## LIST OF TASKS
[1] Can you condense the paragraph of the Tim Minear profile that begins "The show is filmed on what used to be" into a short list of its main facts?
[2] According to the Tim Minear profile, why has the former Buffy writers' floor not been redecorated? Answer in one to three sentences.
[3] Could you extend the Tim Minear profile with a few more sentences, picking up after its final sentence?

== SELECTION ==

This is Tim Minear, standing in front of the FBI’s Most Wanted List on the set of his new show, The Inside. This is the first show Minear created from scratch, and he cycles between self-conscious, proud, nervous, thrilled, and self-assured at regular five-minute intervals.
It’s late on a Friday night in December, and tonight’s shoot won’t wrap until 4:30am. Minear is a bit tired, since he’s probably only clocked four non-consecutive hours of sleep since November when he wrote the pilot episode in one 48-hour stretch. But he’s also content, having taken a show about a hot girl undercover in high school busting jocks for peddling steroids and completely re-creating it into a rich noir crime drama with an almost completely new cast.
The show is filmed on what used to be the Buffy the Vampire Slayer sets, and Minear’s new office is Joss Whedon’s old office. The floor the Buffy writers occupied for seven years is pretty barren, now. The movie posters that used to line the hallway (Dude, Where’s My Car?) and artwork plastered on the writers’ office doors is all gone, as is the huge neon Buffy logo that used to take up half the wall on the first floor. There’s been no time to redecorate, the new sets took precedence and have only been standing on what used to be the Hellmouth for a couple of weeks. Besides, this building is to be leveled in the summer, having been sold by FOX Studios. Other than a bottle of holy water and some discarded wrapping paper from Christmas gifts strewn about Minear’s office, everything is sort of beige and non-descript, but there’s really no reason to settle in completely.

===
== STORED RECORDS ==

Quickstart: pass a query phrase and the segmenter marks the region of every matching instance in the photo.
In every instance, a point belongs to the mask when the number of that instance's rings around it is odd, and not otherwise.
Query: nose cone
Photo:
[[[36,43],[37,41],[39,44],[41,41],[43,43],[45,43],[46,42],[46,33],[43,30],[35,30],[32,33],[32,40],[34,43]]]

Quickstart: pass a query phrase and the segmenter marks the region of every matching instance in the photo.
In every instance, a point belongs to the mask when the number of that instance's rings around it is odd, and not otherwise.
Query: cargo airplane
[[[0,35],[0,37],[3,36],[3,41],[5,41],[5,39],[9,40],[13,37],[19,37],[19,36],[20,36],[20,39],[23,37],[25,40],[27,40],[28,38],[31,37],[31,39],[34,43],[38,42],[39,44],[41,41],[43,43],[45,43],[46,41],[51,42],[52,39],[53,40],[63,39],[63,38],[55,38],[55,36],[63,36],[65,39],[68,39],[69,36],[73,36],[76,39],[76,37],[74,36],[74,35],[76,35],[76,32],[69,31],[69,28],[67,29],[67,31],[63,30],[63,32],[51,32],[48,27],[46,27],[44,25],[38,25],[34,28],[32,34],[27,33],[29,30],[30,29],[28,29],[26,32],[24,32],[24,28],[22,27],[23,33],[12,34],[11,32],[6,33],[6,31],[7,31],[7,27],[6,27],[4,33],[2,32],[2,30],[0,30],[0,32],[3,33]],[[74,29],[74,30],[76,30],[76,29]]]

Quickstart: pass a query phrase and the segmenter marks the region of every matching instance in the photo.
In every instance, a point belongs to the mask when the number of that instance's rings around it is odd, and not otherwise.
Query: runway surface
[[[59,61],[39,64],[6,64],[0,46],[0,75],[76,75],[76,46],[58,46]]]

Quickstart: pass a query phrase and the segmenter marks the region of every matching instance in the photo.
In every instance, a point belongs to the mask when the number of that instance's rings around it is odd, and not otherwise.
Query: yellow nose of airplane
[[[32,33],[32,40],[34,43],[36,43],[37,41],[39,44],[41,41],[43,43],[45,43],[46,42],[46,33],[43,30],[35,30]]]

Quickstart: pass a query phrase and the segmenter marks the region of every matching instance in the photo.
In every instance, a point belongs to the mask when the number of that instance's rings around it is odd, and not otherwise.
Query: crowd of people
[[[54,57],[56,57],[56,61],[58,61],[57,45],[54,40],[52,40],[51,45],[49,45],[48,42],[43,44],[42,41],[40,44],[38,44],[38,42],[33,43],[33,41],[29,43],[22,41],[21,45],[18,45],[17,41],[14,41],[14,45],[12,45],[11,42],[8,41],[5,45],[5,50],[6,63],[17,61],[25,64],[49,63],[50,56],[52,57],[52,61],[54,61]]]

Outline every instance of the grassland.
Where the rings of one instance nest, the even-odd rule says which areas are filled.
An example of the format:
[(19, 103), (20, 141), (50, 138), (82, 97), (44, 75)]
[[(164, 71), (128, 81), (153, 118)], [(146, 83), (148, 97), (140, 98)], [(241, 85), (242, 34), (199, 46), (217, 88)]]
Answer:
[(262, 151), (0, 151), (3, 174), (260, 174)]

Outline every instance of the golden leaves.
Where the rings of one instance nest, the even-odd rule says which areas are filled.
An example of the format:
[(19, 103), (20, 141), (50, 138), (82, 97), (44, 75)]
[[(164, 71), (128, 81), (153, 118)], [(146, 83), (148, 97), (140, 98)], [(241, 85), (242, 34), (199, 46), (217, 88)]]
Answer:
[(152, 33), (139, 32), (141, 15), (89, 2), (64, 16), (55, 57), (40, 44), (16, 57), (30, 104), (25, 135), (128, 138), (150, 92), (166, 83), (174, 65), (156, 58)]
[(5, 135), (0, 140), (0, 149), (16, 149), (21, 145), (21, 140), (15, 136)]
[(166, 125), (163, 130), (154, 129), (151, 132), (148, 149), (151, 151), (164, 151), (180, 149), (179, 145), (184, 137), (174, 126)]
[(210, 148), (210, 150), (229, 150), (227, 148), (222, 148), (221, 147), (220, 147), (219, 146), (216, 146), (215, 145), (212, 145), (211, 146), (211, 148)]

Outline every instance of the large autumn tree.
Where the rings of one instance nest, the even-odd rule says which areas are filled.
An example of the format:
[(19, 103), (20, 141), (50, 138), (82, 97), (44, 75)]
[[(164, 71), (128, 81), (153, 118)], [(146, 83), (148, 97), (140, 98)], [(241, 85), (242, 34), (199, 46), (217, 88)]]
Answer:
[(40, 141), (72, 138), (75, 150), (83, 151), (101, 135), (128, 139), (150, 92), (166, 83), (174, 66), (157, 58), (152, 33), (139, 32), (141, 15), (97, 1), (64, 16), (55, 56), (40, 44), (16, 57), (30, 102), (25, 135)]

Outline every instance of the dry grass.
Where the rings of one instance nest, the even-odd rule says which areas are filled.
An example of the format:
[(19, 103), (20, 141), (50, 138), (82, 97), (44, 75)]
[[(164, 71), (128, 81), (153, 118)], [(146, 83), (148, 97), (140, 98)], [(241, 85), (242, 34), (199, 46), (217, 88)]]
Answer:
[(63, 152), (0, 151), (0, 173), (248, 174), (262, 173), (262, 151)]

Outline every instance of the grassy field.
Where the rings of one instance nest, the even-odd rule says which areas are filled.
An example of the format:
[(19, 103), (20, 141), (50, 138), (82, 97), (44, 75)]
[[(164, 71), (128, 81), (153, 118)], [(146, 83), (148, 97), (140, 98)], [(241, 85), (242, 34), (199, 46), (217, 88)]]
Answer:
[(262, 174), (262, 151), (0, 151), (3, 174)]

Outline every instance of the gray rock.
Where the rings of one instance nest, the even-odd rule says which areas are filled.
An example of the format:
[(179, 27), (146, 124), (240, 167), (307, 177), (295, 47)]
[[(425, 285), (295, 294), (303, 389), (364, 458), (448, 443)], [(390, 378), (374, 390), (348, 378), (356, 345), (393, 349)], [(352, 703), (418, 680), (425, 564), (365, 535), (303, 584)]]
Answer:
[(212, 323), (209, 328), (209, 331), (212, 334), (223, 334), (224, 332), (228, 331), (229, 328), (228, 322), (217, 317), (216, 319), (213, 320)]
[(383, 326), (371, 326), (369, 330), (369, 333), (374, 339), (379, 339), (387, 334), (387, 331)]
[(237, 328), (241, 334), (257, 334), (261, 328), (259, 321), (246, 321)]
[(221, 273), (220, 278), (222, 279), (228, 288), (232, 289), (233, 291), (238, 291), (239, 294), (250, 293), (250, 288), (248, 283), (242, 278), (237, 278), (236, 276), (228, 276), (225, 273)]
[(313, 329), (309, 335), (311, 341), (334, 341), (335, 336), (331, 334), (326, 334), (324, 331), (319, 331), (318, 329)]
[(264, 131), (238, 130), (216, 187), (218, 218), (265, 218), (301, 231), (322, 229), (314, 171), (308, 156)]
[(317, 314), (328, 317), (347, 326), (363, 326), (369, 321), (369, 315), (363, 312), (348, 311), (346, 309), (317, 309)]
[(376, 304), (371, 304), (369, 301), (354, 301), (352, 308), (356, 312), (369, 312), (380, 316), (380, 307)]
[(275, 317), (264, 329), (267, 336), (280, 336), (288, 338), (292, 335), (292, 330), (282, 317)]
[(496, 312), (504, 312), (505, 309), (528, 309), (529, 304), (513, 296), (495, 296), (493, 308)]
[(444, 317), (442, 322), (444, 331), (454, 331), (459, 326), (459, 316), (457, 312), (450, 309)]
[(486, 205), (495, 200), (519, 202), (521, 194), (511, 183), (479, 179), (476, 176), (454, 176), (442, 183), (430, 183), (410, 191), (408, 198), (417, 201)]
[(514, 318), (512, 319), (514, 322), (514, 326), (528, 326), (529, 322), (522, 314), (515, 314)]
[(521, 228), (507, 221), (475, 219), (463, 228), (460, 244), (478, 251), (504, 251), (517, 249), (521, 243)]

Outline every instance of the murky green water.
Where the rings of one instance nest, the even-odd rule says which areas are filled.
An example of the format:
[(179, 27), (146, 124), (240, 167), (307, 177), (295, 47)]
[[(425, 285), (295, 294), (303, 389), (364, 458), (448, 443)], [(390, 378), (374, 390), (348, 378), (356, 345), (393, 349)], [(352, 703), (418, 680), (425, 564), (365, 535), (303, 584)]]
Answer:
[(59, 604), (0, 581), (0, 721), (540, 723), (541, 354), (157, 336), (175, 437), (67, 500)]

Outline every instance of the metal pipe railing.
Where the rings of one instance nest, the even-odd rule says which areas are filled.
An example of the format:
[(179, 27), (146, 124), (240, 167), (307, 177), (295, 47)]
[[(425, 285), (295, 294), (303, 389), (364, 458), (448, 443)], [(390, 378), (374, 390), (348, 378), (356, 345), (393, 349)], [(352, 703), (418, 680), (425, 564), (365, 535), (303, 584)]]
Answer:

===

## OUTPUTS FOR THE TASKS
[1]
- The show is shot on the former Buffy the Vampire Slayer sets, and Minear's office is Joss Whedon's old office.
- The floor the Buffy writers used for seven years is now mostly bare. The movie posters, the artwork on the office doors and the huge neon Buffy logo are gone.
- There has been no time to redecorate, because the new sets came first and have stood for only a couple of weeks.
- FOX Studios has sold the building, and it is to be leveled in the summer.
- Apart from a bottle of holy water and leftover Christmas wrapping paper, Minear's office is beige and nondescript, since there's no reason to settle in completely.

[2] There has been no time, because the new sets took precedence and have only been standing for a couple of weeks. Besides, FOX Studios has sold the building and it is to be leveled in the summer, so there's no reason to settle in completely.

[3]
We curled up on some comfy couches and watched dailies from the pilot currently filming just a few yards away. Minear and his friend (24 Executive Producer) Howard Gordon bounce ideas for a new show title back and forth. He’s thinking about renaming the show, which has no resemblance to the original idea FOX produced. The show’s star, newcomer Rachel Nichols (Rebecca Locke) is all that remains of the previous concept, and watching her perform on the dailies it’s clear that she’s wrapped herself around this new character with ease.
“I gave her five pages on tone, and she just nails it,” Minear states with no small amount of admiration for his new heroine. The scene we’re watching is from the first act, when Rebecca (Nichols) meets her new boss, Virgil “Web” Webster played by Peter Coyote. With just a change of costume and a bit of grainy black and white film, we’d be transported to 1940s Los Angeles, with the blinds behind Web casting dark shadows across the actors. The dialogue is crisp, filled with the quick sardonic cadence of Minear’s own voice. His personality fills all the nooks, bursts from the script and lands a back-kick square on your chin. There’s only so much I can write without spoiling, and fortunately, Minear bounces up off the couch and offers a set tour. He’s like a four-year-old on Christmas morning with a warehouse full of new toys, trying to contain giddy pleasure and failing miserably.
We all skip down the stairs and out into the lot. Jay Harrington (Coupling), who took over the role of Paul Fattore when actor Peter Facinelli bowed out of the series, is sitting outside in costume. He moves to pull his prop gun on us, but can’t manage to get it out of the holster. Pure comedy. We chat for a few minutes and then slip onto the soundstage. Where Sunnydale’s cemetery once stood, there’s now the Wilshire offices of the FBI’s Violent Crimes Unit, still reeking of sawdust and paint. I punch the buttons of elevators with no ceilings and lament that the buttons won’t light up. “Of course not,” Tim exhales. “They don’t light unless a little guy flips a switch and makes it light.” I ponder the idea of elevator dwarfs, and what their union meetings must be like, but Tim’s already halfway down the hall on his way to “the bullpen,” where his FBI agents will type up paperwork on gruesome murders every week. The day before shooting, Minear had the set decorators remove the modern IKEA-like desks and replace them with the dented steal beasts more suitable for the hard-boiled gumshoes of yore, and would also provide superb cover from nuclear fallout. The design is a hat tip to LA Confidential, and it would be simple to ease back 60 years and find Sam Spade with his feet up on a desk, fedora hung low over a squinted eye.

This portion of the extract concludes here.